• [TEXT BLOCK]
--
Formulaic

Latest version: v1.0.1

Safety actively analyzes 642283 Python packages for vulnerabilities to keep your Python projects secure.

Scan your dependencies

Page 3 of 4

0.4.0

This is a major new release with some new features, greatly improved ergonomics
for structured formulae, matrices and specs, and a few small breaking changes
(most with backward compatibility shims). All users are encouraged to upgrade.

**Breaking changes:**

* `include_intercept` is no longer an argument to `FormulaParser.get_terms`;
and is instead an argument of the `DefaultFormulaParser` constructor. If you
want to modify the `include_intercept` behaviour, please use:
python
Formula("y ~ x", _parser=DefaultFormulaParser(include_intercept=False))

* Accessing terms via `Formula.terms` is deprecated since `Formula` became a
subclass of `Structured[List[Terms]]`. You can directly iterate over, and/or
access nested structure on the `Formula` instance itself. `Formula.terms`
has a deprecated property which will return a reference to itself in order to
support legacy use-cases. This will be removed in 1.0.0.
--
[Entries taken from a collection]
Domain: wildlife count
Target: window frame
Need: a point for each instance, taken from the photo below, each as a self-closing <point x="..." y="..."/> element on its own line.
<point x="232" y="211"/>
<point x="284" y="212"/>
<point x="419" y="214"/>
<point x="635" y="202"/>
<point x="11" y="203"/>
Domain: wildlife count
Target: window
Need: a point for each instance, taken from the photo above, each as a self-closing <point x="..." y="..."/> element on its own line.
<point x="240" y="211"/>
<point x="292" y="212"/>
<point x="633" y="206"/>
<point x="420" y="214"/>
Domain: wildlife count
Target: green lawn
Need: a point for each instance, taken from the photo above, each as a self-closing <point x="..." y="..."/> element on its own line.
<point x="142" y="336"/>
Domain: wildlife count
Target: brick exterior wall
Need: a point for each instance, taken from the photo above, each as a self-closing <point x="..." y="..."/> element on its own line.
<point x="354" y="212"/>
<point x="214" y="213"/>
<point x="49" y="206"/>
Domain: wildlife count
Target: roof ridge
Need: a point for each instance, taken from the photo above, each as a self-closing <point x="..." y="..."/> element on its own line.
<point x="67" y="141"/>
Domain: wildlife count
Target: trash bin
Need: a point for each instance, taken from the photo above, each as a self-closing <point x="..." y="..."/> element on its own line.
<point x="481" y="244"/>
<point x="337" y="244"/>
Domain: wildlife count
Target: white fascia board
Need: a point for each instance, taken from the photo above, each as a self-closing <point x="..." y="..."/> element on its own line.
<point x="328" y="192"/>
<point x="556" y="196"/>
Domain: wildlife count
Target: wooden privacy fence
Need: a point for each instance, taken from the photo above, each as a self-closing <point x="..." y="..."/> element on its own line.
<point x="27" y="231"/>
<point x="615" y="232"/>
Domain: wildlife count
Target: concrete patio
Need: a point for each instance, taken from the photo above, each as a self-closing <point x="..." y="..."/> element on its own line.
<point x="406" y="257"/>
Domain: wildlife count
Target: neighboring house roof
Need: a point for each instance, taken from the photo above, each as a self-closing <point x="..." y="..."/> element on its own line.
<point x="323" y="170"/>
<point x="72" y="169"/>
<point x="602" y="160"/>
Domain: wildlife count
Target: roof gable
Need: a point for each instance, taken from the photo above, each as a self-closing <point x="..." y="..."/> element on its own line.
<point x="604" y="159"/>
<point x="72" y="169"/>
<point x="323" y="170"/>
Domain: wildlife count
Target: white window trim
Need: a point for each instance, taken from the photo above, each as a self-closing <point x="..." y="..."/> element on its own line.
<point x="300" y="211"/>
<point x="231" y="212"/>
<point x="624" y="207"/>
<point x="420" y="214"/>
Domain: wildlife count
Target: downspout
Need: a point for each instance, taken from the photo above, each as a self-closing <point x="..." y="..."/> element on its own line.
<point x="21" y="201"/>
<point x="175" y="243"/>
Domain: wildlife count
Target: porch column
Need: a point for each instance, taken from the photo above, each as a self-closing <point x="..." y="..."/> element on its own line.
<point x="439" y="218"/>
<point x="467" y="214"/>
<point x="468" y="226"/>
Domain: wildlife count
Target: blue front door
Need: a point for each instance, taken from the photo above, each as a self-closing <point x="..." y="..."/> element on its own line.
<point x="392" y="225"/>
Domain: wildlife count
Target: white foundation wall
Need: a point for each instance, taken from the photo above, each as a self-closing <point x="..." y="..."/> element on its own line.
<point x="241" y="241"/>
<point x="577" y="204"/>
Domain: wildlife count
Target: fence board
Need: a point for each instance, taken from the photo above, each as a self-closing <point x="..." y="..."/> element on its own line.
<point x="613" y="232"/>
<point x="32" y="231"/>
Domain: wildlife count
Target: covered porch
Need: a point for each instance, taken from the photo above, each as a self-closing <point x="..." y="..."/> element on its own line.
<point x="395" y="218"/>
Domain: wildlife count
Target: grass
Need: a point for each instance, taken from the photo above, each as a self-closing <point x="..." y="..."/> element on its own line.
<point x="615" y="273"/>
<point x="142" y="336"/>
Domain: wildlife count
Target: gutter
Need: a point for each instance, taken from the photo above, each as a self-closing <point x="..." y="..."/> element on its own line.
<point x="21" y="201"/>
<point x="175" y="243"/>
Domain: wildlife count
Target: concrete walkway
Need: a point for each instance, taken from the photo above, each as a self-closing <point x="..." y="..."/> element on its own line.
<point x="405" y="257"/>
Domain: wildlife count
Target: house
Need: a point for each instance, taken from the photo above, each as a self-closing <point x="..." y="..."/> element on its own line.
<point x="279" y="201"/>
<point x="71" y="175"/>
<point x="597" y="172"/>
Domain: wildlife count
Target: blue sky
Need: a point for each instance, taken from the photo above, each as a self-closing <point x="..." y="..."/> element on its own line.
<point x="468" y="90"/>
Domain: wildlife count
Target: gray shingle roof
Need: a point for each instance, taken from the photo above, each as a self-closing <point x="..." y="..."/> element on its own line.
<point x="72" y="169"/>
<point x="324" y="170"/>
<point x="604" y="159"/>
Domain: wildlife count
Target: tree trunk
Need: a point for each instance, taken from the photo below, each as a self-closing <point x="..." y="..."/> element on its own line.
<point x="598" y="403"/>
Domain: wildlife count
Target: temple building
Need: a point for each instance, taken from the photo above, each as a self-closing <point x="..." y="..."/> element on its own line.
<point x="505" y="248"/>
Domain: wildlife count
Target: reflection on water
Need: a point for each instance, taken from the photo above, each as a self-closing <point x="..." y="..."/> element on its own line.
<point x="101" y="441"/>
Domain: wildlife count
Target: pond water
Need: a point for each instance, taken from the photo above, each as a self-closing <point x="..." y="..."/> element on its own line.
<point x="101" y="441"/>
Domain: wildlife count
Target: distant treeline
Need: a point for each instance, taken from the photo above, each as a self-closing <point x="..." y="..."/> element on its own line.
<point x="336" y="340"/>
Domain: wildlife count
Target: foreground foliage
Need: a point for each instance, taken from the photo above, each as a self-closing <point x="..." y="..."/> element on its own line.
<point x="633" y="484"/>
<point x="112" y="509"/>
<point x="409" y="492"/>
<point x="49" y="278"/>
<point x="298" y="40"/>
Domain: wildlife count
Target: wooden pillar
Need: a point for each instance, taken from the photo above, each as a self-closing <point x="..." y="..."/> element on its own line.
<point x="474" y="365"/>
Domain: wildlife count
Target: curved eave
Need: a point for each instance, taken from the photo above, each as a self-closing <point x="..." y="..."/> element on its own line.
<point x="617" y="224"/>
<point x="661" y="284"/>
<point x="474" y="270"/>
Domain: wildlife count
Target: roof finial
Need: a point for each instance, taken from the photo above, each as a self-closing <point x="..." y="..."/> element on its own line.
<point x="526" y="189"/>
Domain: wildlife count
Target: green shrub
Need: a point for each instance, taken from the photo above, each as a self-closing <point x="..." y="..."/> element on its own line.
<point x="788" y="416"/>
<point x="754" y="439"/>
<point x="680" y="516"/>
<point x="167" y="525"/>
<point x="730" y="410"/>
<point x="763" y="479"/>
--
• [DIRECTIONS]
Write out the stretch of the Formulaic changelog above from "Latest version: v1.0.1" through "encouraged to upgrade.".

• [TASK SOLUTION]
Latest version: v1.0.1

Safety actively analyzes 642283 Python packages for vulnerabilities to keep your Python projects secure.

Scan your dependencies

Page 3 of 4

0.4.0

This is a major new release with some new features, greatly improved ergonomics
for structured formulae, matrices and specs, and a few small breaking changes
(most with backward compatibility shims). All users are encouraged to upgrade.